## EXERCISE BRIEF
Copy nothing but the lines below running from the line containing "box: [245, 180, 260, 188]" through the line containing "0H39L6 33L10 52L72", both end lines included.

## INFORMATION SUPPLIED
==================================================

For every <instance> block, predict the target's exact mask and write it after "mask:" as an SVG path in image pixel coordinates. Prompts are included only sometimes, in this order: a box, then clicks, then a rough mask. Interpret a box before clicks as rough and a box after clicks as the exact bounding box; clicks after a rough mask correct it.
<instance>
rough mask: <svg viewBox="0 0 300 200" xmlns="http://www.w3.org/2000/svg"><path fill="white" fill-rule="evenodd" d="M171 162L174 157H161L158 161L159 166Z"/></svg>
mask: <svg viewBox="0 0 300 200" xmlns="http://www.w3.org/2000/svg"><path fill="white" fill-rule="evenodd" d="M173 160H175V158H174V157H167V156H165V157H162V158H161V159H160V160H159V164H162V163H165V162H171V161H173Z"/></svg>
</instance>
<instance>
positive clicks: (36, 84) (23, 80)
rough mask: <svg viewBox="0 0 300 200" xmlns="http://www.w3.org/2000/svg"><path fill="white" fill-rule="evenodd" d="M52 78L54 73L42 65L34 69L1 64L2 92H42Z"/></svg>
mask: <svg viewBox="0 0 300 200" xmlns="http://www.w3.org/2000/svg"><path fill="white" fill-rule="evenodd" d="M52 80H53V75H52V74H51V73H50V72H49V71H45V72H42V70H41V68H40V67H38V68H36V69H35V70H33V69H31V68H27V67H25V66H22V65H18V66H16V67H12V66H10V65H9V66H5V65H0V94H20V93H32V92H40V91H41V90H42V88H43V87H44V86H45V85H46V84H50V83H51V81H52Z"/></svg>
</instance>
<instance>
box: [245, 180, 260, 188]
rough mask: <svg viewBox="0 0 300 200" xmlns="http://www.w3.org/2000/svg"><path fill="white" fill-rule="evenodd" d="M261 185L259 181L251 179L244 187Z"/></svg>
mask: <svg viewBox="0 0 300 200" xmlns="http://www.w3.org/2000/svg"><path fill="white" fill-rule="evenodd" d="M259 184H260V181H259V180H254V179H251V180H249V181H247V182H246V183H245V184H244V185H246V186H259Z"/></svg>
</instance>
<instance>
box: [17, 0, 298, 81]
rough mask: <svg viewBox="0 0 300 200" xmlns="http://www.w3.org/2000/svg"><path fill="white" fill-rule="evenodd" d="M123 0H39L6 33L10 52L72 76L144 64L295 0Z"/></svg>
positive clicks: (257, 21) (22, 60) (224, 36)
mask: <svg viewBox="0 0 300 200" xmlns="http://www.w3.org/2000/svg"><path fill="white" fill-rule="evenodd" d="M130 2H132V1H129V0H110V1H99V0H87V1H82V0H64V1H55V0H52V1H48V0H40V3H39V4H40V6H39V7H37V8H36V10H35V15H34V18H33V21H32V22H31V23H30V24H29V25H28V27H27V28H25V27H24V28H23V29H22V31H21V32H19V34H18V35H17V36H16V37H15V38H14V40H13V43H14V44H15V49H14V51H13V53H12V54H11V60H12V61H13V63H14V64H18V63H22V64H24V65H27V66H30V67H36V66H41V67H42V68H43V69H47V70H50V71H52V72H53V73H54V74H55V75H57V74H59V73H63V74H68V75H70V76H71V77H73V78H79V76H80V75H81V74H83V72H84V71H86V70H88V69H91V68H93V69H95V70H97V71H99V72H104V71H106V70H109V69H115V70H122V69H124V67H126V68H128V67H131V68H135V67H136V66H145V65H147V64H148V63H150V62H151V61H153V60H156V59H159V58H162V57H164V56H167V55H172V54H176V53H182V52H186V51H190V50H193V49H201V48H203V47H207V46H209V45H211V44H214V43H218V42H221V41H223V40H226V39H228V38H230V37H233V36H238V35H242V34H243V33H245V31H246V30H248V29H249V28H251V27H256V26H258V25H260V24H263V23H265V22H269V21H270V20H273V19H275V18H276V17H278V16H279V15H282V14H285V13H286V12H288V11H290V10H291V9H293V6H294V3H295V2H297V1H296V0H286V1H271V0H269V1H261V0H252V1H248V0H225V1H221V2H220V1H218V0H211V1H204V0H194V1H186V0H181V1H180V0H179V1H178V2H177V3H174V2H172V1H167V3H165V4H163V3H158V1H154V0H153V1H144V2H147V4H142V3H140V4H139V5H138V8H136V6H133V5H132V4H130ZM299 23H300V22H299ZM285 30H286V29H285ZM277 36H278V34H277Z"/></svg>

==================================================

## RESPONSE FOR THIS EXERCISE
box: [245, 180, 260, 188]
rough mask: <svg viewBox="0 0 300 200" xmlns="http://www.w3.org/2000/svg"><path fill="white" fill-rule="evenodd" d="M261 185L259 181L251 179L244 187Z"/></svg>
mask: <svg viewBox="0 0 300 200" xmlns="http://www.w3.org/2000/svg"><path fill="white" fill-rule="evenodd" d="M259 184H260V181H259V180H254V179H251V180H249V181H247V182H246V183H245V184H244V185H246V186H259Z"/></svg>
</instance>
<instance>
box: [17, 0, 298, 81]
rough mask: <svg viewBox="0 0 300 200" xmlns="http://www.w3.org/2000/svg"><path fill="white" fill-rule="evenodd" d="M123 0H39L6 33L10 52L72 76L144 64L295 0Z"/></svg>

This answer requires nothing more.